WHAT YOU NEED TO DO: The entries below are to be written out exactly, with no images included.

DATA EXCERPTS:
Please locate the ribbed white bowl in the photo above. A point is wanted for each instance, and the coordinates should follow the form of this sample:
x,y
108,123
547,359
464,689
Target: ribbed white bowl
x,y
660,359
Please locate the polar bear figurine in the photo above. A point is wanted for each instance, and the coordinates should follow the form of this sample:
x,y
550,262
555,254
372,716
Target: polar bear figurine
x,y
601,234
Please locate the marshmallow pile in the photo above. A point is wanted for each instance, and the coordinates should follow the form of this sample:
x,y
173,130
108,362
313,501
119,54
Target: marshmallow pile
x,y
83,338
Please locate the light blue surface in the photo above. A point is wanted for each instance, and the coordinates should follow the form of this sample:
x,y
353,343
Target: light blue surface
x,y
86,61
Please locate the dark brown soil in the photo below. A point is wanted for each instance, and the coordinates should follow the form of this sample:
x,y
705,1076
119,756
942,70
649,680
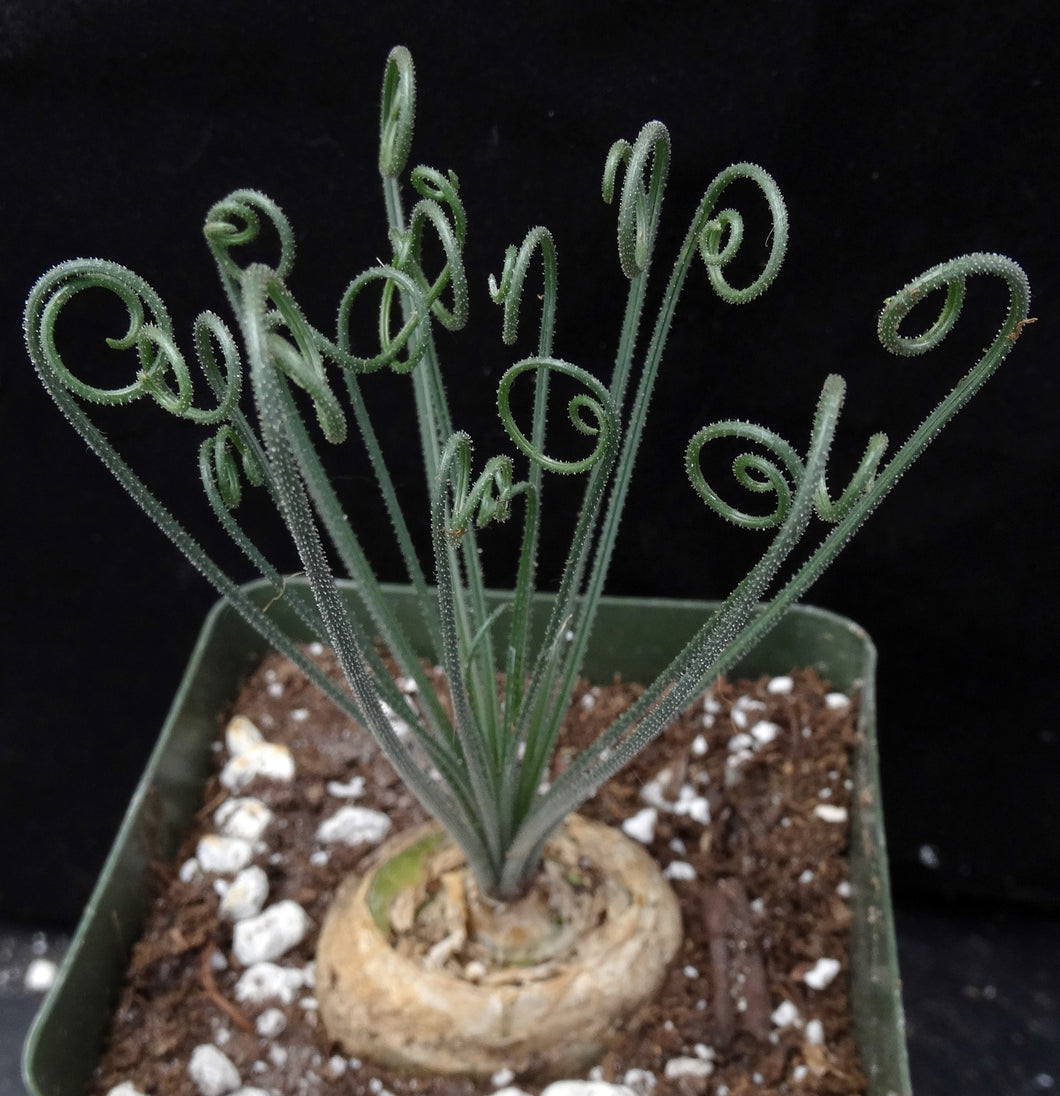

ANSWER SPACE:
Please locate the ribbed white bowl in the photo above. A point is wanted for each instance, and the coordinates should follow the form of this sample:
x,y
108,123
547,359
464,689
Target: ribbed white bowl
x,y
660,359
Please locate the polar bear figurine in the photo above. A point is wanted for each instance, and the coordinates should follow the form of this sample:
x,y
550,262
555,254
372,716
Target: polar bear figurine
x,y
601,234
Please locate the marshmallow pile in the photo above. A point is wanted for each instance, and the coordinates should follow the form of this sample:
x,y
173,130
108,362
313,501
119,54
Target: marshmallow pile
x,y
83,338
Please locate the light blue surface in the photo above. A point is wanted for each instance, and the coordinates should follow the form of this sample:
x,y
353,343
Target: light blue surface
x,y
86,61
Please locate the dark brown soil in the photo below. A point is wanted for each instance, and the coordinates should follow the form of this sample:
x,y
705,1076
119,756
942,70
649,680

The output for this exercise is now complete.